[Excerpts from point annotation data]
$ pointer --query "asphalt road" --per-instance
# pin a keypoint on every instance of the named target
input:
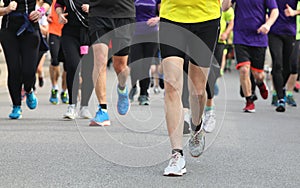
(245, 150)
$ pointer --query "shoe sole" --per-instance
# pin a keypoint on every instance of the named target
(98, 124)
(183, 171)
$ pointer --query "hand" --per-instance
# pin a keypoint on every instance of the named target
(35, 16)
(85, 7)
(264, 29)
(289, 11)
(223, 36)
(153, 21)
(49, 19)
(11, 7)
(62, 18)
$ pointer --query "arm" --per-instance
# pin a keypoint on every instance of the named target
(6, 10)
(290, 12)
(224, 36)
(265, 28)
(226, 4)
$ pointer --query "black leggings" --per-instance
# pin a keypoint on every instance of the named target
(71, 50)
(281, 47)
(140, 59)
(214, 71)
(21, 54)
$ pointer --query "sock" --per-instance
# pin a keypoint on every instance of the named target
(209, 108)
(289, 93)
(196, 128)
(55, 87)
(103, 107)
(177, 150)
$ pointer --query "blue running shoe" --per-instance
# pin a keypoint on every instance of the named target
(16, 113)
(31, 100)
(54, 96)
(101, 118)
(123, 101)
(64, 97)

Task requirements: Give all the lines above again, character for character, without pictures.

Expected answer:
$ pointer --query "asphalt road" --per-instance
# pin a keypoint on every instance of the named target
input:
(245, 150)
$ pointer --query "shoe sole" --per-instance
# pin a keypoint on every instance of the named target
(98, 124)
(183, 171)
$ pointer --query "hand" --per-instance
# pin a keypoint on every instance of the named target
(35, 16)
(85, 7)
(264, 29)
(289, 11)
(223, 36)
(153, 21)
(49, 19)
(11, 7)
(62, 18)
$ pointer --query "arm" --per-instance
# pin a keypoint on every instance of the named target
(6, 10)
(290, 12)
(224, 36)
(265, 28)
(226, 4)
$ pointer --query "black leggings" --per-instance
# pin a keypoint on every instance of the named target
(71, 50)
(281, 47)
(140, 59)
(214, 71)
(21, 54)
$ pointer --query "sock" --per-instance
# pin a keypoint on every instance of the named target
(209, 108)
(289, 93)
(196, 128)
(55, 87)
(103, 107)
(177, 150)
$ pointer --query "blue running shoe" --per-instance
# pin a keypoint on every instance of the named target
(16, 113)
(31, 100)
(54, 96)
(101, 118)
(123, 101)
(64, 97)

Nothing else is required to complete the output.